**WHAT YOU HAVE TO DO**
A word-for-word copy of the line containing "# tag every instance of the woman's face" and every following line to the end of the data below is all the answer should hold.

START DATA FOR THIS TASK

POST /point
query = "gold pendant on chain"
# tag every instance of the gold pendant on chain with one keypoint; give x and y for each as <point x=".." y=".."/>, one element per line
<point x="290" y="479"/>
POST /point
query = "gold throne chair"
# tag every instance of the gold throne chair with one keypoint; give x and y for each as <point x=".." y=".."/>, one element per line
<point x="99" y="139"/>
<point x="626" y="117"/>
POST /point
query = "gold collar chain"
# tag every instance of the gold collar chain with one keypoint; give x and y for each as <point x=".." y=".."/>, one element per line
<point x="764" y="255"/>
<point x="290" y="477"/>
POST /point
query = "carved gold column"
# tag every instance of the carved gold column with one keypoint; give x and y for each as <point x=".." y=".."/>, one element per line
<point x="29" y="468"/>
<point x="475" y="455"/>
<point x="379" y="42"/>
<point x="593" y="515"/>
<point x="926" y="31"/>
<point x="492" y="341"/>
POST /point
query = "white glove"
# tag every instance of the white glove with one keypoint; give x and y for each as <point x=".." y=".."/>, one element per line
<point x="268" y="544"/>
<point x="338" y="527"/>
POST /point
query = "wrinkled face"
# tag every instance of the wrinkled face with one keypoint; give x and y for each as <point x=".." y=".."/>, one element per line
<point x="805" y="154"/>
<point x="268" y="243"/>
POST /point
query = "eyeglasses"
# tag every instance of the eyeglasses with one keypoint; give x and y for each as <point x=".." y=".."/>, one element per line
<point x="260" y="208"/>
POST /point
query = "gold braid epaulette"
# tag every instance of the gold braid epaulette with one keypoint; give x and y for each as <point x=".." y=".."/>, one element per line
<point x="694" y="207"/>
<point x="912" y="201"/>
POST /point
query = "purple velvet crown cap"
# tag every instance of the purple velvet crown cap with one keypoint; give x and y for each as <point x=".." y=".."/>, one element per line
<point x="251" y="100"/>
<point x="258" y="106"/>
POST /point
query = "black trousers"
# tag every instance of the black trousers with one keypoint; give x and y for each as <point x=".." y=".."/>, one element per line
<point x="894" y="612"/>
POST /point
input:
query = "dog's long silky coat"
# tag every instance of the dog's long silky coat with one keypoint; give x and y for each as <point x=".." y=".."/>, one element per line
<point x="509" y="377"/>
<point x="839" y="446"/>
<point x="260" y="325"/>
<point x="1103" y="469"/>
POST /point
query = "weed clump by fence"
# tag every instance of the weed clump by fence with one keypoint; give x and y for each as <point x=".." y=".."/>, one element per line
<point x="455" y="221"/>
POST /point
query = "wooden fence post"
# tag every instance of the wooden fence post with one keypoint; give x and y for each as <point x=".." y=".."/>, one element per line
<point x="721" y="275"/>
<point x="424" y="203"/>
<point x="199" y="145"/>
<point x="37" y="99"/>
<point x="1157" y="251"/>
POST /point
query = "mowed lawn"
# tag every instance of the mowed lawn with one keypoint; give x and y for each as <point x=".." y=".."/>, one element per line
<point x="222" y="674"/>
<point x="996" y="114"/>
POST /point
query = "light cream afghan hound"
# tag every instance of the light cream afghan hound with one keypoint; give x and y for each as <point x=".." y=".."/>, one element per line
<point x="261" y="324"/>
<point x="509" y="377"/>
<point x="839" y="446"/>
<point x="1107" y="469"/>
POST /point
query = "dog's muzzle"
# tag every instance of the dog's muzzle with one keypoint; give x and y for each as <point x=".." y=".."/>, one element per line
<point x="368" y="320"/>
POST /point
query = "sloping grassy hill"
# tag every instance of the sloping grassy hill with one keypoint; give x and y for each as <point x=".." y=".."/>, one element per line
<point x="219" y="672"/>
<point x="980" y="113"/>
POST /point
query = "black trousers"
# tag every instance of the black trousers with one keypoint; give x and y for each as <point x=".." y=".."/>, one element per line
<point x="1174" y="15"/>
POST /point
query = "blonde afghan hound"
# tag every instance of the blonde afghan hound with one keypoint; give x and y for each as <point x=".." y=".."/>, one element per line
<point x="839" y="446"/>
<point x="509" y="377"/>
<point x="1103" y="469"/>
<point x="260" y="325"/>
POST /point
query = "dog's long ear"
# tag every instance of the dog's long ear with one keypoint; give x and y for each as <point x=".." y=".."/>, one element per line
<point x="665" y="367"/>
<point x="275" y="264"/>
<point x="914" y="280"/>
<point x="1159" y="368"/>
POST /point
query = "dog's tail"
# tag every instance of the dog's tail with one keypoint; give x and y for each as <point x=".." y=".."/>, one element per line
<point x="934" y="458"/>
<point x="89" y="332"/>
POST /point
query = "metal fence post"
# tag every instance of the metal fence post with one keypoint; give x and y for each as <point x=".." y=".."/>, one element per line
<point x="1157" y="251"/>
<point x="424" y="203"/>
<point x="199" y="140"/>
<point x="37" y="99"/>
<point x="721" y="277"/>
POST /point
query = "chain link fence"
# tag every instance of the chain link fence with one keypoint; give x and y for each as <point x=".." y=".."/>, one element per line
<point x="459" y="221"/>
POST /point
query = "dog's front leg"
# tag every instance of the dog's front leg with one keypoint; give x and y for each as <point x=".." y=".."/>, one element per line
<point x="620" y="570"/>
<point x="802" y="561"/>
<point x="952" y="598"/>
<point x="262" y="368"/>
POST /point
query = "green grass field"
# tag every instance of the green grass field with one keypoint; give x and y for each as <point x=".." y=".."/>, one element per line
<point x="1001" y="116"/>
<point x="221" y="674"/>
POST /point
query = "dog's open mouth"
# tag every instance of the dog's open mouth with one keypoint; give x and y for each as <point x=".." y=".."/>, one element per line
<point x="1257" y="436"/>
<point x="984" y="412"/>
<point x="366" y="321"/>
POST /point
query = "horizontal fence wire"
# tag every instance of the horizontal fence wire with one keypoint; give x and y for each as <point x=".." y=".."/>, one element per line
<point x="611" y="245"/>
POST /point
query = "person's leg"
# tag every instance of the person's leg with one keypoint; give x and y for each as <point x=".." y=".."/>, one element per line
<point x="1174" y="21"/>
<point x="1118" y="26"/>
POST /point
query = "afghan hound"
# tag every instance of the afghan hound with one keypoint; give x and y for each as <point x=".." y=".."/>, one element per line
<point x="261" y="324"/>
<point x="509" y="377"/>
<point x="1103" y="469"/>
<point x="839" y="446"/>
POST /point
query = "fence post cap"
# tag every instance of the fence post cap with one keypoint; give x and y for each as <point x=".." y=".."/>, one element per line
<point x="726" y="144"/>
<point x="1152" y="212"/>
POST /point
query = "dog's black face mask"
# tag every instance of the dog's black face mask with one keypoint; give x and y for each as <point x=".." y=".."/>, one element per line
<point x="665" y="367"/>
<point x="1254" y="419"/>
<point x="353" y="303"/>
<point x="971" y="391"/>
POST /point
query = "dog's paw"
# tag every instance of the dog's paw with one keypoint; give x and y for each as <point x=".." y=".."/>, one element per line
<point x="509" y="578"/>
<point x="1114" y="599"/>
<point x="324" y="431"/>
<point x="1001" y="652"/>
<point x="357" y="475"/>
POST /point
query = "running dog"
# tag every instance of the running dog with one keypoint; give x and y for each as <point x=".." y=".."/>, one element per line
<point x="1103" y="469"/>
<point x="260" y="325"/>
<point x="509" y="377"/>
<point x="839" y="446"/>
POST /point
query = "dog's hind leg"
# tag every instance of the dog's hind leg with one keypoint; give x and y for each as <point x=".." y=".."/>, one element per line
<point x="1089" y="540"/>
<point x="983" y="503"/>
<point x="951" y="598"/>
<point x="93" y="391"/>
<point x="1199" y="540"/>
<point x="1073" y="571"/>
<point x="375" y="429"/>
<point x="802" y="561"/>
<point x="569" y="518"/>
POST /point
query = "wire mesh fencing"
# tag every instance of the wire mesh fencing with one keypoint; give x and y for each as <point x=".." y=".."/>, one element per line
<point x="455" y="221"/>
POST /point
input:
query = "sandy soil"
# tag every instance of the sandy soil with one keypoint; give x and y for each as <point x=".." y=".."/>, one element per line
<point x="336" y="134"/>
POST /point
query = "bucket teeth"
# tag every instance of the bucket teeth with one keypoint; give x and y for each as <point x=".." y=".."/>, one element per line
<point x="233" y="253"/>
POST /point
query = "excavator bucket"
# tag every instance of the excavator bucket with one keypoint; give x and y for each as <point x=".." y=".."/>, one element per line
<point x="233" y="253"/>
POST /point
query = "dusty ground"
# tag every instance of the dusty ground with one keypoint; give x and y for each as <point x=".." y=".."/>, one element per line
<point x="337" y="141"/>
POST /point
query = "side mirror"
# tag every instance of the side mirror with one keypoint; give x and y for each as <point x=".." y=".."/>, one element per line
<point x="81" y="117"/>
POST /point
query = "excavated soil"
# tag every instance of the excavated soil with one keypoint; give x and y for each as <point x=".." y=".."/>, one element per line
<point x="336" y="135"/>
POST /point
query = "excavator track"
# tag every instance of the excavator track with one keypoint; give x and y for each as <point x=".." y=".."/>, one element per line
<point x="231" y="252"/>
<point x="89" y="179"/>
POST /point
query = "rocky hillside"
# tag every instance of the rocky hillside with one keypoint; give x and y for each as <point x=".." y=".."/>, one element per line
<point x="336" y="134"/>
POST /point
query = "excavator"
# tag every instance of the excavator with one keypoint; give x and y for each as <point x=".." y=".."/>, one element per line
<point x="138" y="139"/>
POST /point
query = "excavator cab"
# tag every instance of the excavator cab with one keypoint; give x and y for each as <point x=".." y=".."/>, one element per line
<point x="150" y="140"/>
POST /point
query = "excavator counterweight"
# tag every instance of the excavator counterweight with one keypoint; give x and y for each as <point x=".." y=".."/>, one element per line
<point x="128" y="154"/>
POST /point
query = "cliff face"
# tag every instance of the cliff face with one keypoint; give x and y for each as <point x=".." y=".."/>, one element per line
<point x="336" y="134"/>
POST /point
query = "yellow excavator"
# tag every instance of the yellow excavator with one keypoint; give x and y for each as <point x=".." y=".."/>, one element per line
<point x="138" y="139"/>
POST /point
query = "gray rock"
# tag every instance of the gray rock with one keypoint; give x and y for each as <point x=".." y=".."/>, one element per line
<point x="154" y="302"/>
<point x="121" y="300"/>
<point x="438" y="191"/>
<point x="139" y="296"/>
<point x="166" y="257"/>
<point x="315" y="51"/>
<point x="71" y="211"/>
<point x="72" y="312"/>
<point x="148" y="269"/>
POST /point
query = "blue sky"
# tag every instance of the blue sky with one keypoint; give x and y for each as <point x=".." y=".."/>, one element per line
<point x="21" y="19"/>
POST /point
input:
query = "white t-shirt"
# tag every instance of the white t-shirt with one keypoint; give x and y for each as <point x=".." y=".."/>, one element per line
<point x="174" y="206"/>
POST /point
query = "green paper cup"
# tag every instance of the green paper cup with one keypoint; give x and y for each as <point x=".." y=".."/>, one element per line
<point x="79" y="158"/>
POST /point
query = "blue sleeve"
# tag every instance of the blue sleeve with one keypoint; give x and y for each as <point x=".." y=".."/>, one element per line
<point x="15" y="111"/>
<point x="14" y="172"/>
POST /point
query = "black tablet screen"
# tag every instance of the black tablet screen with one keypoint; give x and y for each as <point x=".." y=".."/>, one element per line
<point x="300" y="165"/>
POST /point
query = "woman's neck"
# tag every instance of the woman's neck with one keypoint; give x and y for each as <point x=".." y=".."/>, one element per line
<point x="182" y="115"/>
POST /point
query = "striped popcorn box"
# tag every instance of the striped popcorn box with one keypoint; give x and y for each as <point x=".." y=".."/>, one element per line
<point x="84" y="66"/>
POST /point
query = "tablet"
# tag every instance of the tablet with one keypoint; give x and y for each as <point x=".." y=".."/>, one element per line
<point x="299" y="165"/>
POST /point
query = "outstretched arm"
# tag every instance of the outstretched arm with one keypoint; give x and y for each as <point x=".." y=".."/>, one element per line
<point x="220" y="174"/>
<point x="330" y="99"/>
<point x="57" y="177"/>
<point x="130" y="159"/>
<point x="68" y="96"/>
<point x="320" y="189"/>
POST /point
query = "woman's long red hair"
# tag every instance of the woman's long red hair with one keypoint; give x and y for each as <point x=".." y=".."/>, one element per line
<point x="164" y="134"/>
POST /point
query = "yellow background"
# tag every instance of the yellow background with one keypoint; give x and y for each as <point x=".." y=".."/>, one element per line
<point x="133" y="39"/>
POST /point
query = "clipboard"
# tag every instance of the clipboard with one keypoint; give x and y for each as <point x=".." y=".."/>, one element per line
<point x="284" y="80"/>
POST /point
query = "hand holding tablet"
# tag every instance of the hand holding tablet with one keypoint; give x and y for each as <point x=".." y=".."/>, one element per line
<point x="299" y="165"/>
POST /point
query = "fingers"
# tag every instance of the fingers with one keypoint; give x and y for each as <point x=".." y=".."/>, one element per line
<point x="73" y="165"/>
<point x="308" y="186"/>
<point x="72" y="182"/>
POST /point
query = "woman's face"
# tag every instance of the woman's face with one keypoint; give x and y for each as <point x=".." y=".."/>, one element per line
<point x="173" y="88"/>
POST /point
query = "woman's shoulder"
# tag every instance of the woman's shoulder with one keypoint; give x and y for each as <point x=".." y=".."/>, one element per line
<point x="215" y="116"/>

END DATA FOR THIS TASK

**EXERCISE ANSWER**
# tag every instance of the woman's face with one keypoint; give x and y for each as <point x=".." y=".."/>, one element per line
<point x="173" y="88"/>
POST /point
query = "woman's shoulder"
# tag every instance of the woman's shoulder with one keypoint; give x and y for each as <point x=".." y=".."/>, one element per line
<point x="215" y="116"/>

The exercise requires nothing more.